What is needed is a verbatim copy of every record below, with the pictures left out.

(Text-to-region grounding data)
※ ※ ※

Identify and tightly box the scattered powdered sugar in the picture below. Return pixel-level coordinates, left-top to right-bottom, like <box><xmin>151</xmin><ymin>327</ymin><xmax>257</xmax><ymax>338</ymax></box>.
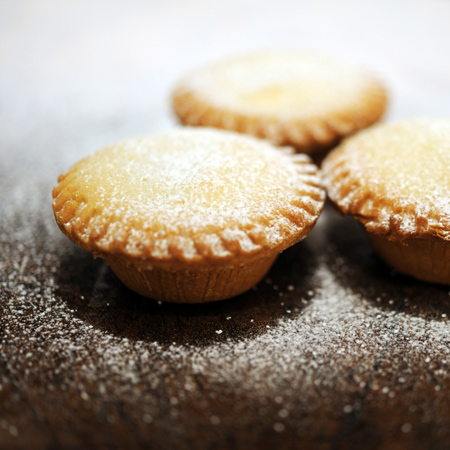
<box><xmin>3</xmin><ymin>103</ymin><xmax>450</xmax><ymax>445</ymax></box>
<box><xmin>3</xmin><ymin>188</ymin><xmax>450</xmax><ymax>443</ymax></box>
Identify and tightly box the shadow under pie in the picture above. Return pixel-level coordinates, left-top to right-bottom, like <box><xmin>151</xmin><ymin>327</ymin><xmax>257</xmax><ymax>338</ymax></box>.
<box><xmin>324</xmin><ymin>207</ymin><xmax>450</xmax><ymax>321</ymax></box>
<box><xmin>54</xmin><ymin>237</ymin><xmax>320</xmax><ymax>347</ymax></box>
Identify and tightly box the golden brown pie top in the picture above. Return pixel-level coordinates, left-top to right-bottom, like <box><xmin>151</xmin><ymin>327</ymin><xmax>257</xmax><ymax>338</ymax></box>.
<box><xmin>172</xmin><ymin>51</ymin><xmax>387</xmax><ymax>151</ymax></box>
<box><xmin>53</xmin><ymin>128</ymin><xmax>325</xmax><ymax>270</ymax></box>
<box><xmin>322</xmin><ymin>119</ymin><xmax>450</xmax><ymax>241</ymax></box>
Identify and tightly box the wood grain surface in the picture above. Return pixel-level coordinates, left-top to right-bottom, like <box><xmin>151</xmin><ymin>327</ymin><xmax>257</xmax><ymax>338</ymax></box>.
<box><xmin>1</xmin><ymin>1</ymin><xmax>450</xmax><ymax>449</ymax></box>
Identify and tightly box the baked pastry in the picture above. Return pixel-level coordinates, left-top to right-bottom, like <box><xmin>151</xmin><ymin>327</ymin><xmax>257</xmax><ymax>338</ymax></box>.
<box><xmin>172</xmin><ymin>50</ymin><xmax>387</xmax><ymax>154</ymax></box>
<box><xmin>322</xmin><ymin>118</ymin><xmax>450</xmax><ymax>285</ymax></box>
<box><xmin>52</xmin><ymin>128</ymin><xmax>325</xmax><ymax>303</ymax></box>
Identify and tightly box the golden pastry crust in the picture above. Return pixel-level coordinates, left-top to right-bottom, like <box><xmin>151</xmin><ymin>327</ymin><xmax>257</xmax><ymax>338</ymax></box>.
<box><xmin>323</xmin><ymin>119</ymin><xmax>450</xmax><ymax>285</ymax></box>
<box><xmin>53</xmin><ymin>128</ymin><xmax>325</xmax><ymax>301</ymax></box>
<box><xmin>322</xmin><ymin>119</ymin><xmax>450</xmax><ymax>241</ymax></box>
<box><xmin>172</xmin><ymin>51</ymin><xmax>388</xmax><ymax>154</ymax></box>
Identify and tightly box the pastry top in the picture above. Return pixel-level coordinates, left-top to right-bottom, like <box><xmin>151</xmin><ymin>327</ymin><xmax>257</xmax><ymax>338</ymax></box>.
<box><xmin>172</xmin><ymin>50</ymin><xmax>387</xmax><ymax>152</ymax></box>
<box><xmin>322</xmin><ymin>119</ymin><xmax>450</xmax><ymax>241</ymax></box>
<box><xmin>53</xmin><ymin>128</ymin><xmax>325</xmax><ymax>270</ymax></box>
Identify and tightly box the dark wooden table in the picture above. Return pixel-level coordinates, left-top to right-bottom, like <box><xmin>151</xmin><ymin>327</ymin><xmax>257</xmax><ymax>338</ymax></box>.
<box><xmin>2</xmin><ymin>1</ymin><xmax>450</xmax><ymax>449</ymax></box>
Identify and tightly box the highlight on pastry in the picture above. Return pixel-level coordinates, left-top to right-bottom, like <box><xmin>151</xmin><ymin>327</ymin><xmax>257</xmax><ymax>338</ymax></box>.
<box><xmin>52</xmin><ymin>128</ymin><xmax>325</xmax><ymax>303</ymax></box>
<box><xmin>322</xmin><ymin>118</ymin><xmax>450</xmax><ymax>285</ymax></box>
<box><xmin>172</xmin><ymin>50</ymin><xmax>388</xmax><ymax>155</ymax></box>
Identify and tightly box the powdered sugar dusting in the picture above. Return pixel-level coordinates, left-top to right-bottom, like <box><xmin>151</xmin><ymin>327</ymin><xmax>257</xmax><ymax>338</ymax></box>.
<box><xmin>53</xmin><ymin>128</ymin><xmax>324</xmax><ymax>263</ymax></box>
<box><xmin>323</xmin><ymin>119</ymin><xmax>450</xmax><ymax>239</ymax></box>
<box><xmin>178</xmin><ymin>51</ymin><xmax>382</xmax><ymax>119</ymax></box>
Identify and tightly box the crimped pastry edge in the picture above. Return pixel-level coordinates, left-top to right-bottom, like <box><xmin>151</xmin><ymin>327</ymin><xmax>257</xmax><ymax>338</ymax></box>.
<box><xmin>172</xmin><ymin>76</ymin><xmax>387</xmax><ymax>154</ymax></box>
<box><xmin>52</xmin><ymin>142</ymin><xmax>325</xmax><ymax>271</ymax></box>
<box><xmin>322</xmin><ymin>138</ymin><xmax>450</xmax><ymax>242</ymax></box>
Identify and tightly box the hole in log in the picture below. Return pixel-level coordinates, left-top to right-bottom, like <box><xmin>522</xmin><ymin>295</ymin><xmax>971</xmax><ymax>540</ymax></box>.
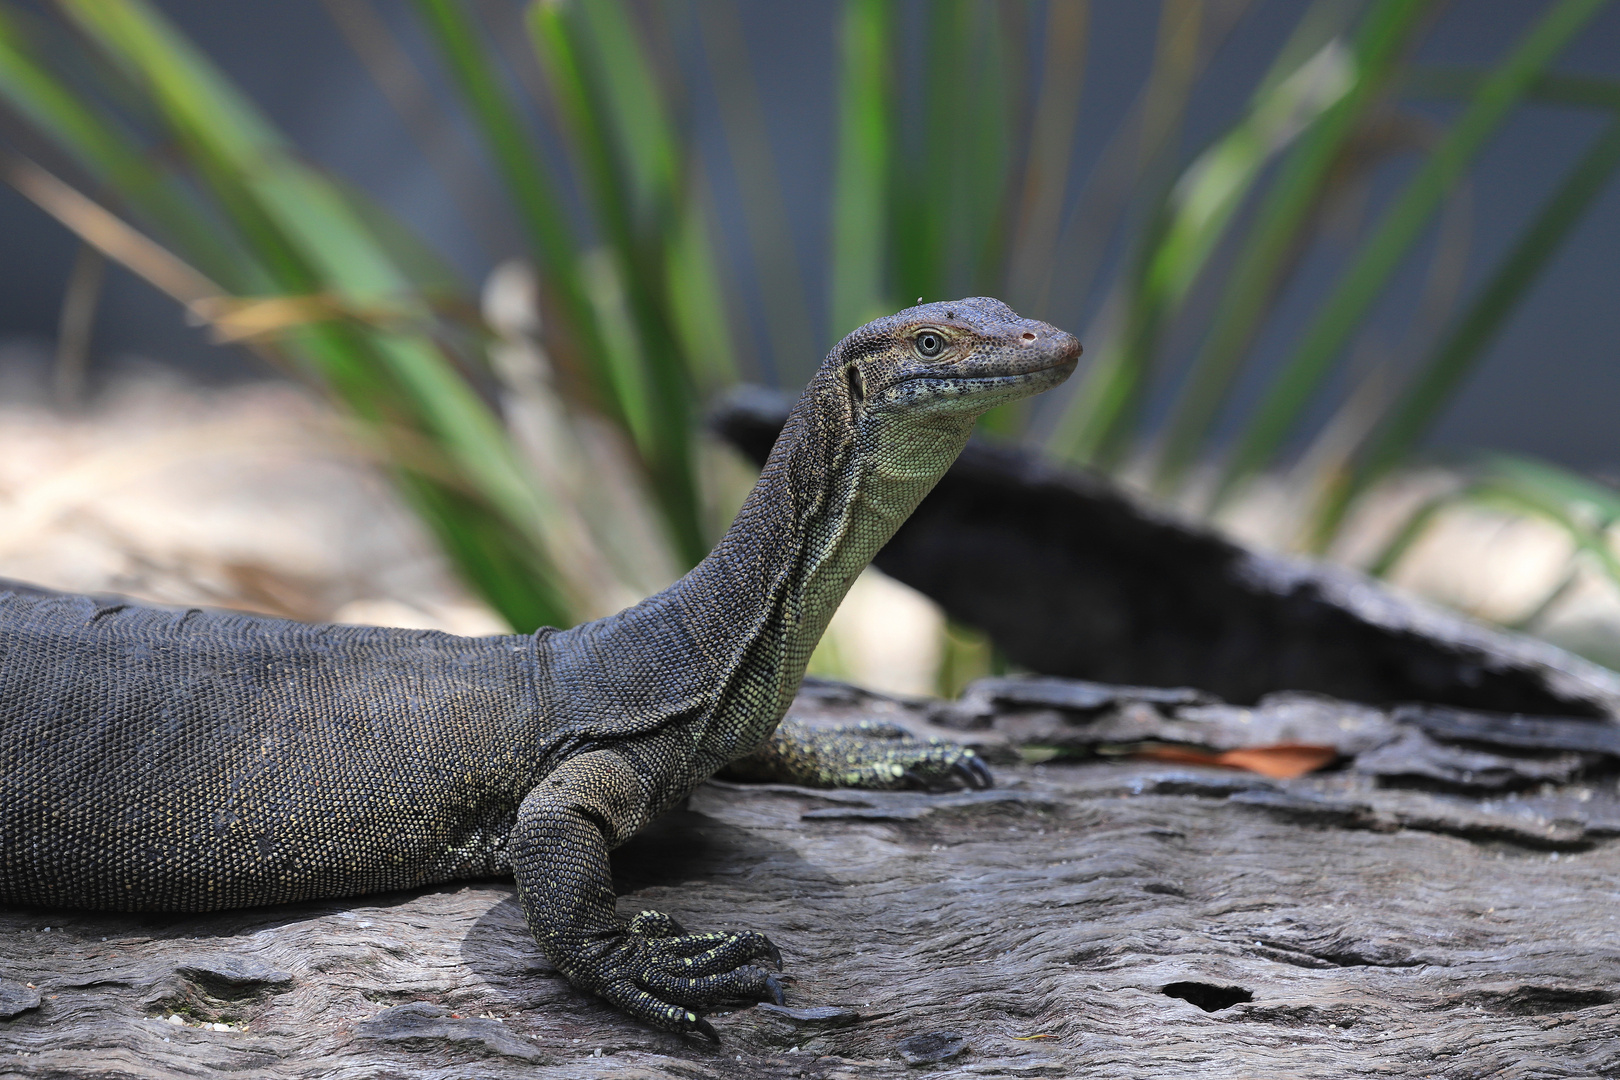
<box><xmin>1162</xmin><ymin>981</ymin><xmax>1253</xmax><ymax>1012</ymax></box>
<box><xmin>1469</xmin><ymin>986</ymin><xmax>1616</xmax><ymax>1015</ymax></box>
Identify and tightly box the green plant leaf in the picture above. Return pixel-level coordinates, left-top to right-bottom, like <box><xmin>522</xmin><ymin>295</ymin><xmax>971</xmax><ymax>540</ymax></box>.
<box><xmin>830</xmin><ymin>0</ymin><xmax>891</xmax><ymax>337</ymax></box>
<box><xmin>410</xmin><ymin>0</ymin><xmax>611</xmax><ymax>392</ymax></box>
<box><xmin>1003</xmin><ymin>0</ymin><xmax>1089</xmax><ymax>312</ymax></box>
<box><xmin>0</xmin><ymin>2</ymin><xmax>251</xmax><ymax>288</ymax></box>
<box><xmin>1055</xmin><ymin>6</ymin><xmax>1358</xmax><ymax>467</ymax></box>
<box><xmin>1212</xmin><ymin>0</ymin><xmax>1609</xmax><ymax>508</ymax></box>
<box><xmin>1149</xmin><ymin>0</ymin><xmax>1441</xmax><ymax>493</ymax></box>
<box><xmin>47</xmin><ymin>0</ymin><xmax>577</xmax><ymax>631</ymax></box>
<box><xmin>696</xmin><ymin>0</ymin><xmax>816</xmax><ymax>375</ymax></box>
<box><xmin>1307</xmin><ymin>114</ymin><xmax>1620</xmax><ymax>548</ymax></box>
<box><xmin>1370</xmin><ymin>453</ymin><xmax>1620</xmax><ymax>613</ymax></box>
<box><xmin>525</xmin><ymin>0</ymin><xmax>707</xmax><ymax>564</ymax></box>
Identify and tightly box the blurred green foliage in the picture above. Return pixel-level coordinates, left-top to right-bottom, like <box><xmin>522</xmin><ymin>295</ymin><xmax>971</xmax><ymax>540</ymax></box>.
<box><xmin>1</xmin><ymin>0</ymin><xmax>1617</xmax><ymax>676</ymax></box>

※ ※ ※

__FINISHED EXERCISE__
Identify and tightly box the scattered powdered sugar in the picture below. Return pixel-level coordinates, left-top to right-bottom, like <box><xmin>151</xmin><ymin>327</ymin><xmax>257</xmax><ymax>338</ymax></box>.
<box><xmin>3</xmin><ymin>103</ymin><xmax>450</xmax><ymax>445</ymax></box>
<box><xmin>3</xmin><ymin>188</ymin><xmax>450</xmax><ymax>443</ymax></box>
Identify and tightly box the shadow under pie in the picture above. Return pixel-level coordinates, left-top to right-bottom, like <box><xmin>151</xmin><ymin>327</ymin><xmax>257</xmax><ymax>338</ymax></box>.
<box><xmin>324</xmin><ymin>207</ymin><xmax>450</xmax><ymax>321</ymax></box>
<box><xmin>54</xmin><ymin>237</ymin><xmax>320</xmax><ymax>347</ymax></box>
Identify and tightly box the golden brown pie top in the picture above. Return pixel-level coordinates, left-top to right-bottom, like <box><xmin>151</xmin><ymin>327</ymin><xmax>257</xmax><ymax>338</ymax></box>.
<box><xmin>172</xmin><ymin>51</ymin><xmax>387</xmax><ymax>151</ymax></box>
<box><xmin>53</xmin><ymin>128</ymin><xmax>325</xmax><ymax>270</ymax></box>
<box><xmin>322</xmin><ymin>119</ymin><xmax>450</xmax><ymax>241</ymax></box>
Identify and tightly box the wood grain surface in the picture above. Return pixel-level coordinates, left-top to right-bottom, like <box><xmin>151</xmin><ymin>327</ymin><xmax>257</xmax><ymax>338</ymax></box>.
<box><xmin>1</xmin><ymin>1</ymin><xmax>450</xmax><ymax>449</ymax></box>
Identify and tightly box the baked pastry in the picture above. Return pixel-level coordinates, left-top to right-bottom, like <box><xmin>151</xmin><ymin>327</ymin><xmax>257</xmax><ymax>338</ymax></box>.
<box><xmin>172</xmin><ymin>50</ymin><xmax>387</xmax><ymax>154</ymax></box>
<box><xmin>322</xmin><ymin>118</ymin><xmax>450</xmax><ymax>285</ymax></box>
<box><xmin>52</xmin><ymin>128</ymin><xmax>325</xmax><ymax>303</ymax></box>
Identify and tightly box the golden pastry crust in the picture above. Return pixel-level coordinates, left-top to right-bottom, like <box><xmin>151</xmin><ymin>327</ymin><xmax>257</xmax><ymax>338</ymax></box>.
<box><xmin>323</xmin><ymin>119</ymin><xmax>450</xmax><ymax>285</ymax></box>
<box><xmin>53</xmin><ymin>128</ymin><xmax>325</xmax><ymax>301</ymax></box>
<box><xmin>322</xmin><ymin>119</ymin><xmax>450</xmax><ymax>241</ymax></box>
<box><xmin>172</xmin><ymin>51</ymin><xmax>388</xmax><ymax>154</ymax></box>
Identify and tightly box the pastry top in the picture above. Return pixel-level coordinates, left-top to right-bottom, like <box><xmin>151</xmin><ymin>327</ymin><xmax>257</xmax><ymax>338</ymax></box>.
<box><xmin>172</xmin><ymin>50</ymin><xmax>387</xmax><ymax>152</ymax></box>
<box><xmin>322</xmin><ymin>119</ymin><xmax>450</xmax><ymax>241</ymax></box>
<box><xmin>53</xmin><ymin>128</ymin><xmax>325</xmax><ymax>270</ymax></box>
Identify and tightly box the dark wooden table in the picture above. Return pixel-level coordinates, left-top to right-bottom, like <box><xmin>151</xmin><ymin>327</ymin><xmax>257</xmax><ymax>338</ymax></box>.
<box><xmin>2</xmin><ymin>1</ymin><xmax>450</xmax><ymax>449</ymax></box>
Identify and tightly box the highlight on pastry in the picture above. Return pixel-level coordinates, left-top to right-bottom, like <box><xmin>151</xmin><ymin>327</ymin><xmax>257</xmax><ymax>338</ymax></box>.
<box><xmin>52</xmin><ymin>128</ymin><xmax>325</xmax><ymax>303</ymax></box>
<box><xmin>322</xmin><ymin>118</ymin><xmax>450</xmax><ymax>285</ymax></box>
<box><xmin>172</xmin><ymin>50</ymin><xmax>388</xmax><ymax>155</ymax></box>
Identify and tightly box the powdered sugar dusting in the picture above. Return pixel-level coordinates, left-top to right-bottom, like <box><xmin>151</xmin><ymin>327</ymin><xmax>257</xmax><ymax>338</ymax></box>.
<box><xmin>53</xmin><ymin>128</ymin><xmax>324</xmax><ymax>263</ymax></box>
<box><xmin>323</xmin><ymin>119</ymin><xmax>450</xmax><ymax>239</ymax></box>
<box><xmin>178</xmin><ymin>51</ymin><xmax>382</xmax><ymax>119</ymax></box>
Identify and tightly box the crimped pastry edge in the picture above. Return pixel-level coordinates, left-top to right-bottom, like <box><xmin>151</xmin><ymin>327</ymin><xmax>257</xmax><ymax>338</ymax></box>.
<box><xmin>172</xmin><ymin>76</ymin><xmax>387</xmax><ymax>154</ymax></box>
<box><xmin>52</xmin><ymin>142</ymin><xmax>325</xmax><ymax>271</ymax></box>
<box><xmin>322</xmin><ymin>138</ymin><xmax>450</xmax><ymax>242</ymax></box>
Identify and tightly box the hole in log in the picture below. Return pixel-level coordinates, left-top to right-bottom, like <box><xmin>522</xmin><ymin>295</ymin><xmax>971</xmax><ymax>540</ymax></box>.
<box><xmin>1162</xmin><ymin>981</ymin><xmax>1253</xmax><ymax>1012</ymax></box>
<box><xmin>1469</xmin><ymin>986</ymin><xmax>1616</xmax><ymax>1015</ymax></box>
Identify and tightly box the green plant leaf in the picture above. Return pixel-level coordinates, left-top to right-bottom, like <box><xmin>522</xmin><ymin>295</ymin><xmax>971</xmax><ymax>540</ymax></box>.
<box><xmin>830</xmin><ymin>0</ymin><xmax>891</xmax><ymax>337</ymax></box>
<box><xmin>410</xmin><ymin>0</ymin><xmax>611</xmax><ymax>392</ymax></box>
<box><xmin>1003</xmin><ymin>0</ymin><xmax>1089</xmax><ymax>312</ymax></box>
<box><xmin>0</xmin><ymin>2</ymin><xmax>251</xmax><ymax>288</ymax></box>
<box><xmin>1055</xmin><ymin>6</ymin><xmax>1358</xmax><ymax>467</ymax></box>
<box><xmin>1212</xmin><ymin>0</ymin><xmax>1609</xmax><ymax>508</ymax></box>
<box><xmin>1149</xmin><ymin>0</ymin><xmax>1441</xmax><ymax>493</ymax></box>
<box><xmin>47</xmin><ymin>0</ymin><xmax>577</xmax><ymax>631</ymax></box>
<box><xmin>696</xmin><ymin>0</ymin><xmax>816</xmax><ymax>375</ymax></box>
<box><xmin>1307</xmin><ymin>114</ymin><xmax>1620</xmax><ymax>548</ymax></box>
<box><xmin>1370</xmin><ymin>453</ymin><xmax>1620</xmax><ymax>613</ymax></box>
<box><xmin>525</xmin><ymin>0</ymin><xmax>707</xmax><ymax>564</ymax></box>
Identify and tightly box the blurred green foliage in the picture above. Return pixel-level coordinates, left-top to right-bottom, like <box><xmin>522</xmin><ymin>295</ymin><xmax>971</xmax><ymax>540</ymax></box>.
<box><xmin>1</xmin><ymin>0</ymin><xmax>1617</xmax><ymax>676</ymax></box>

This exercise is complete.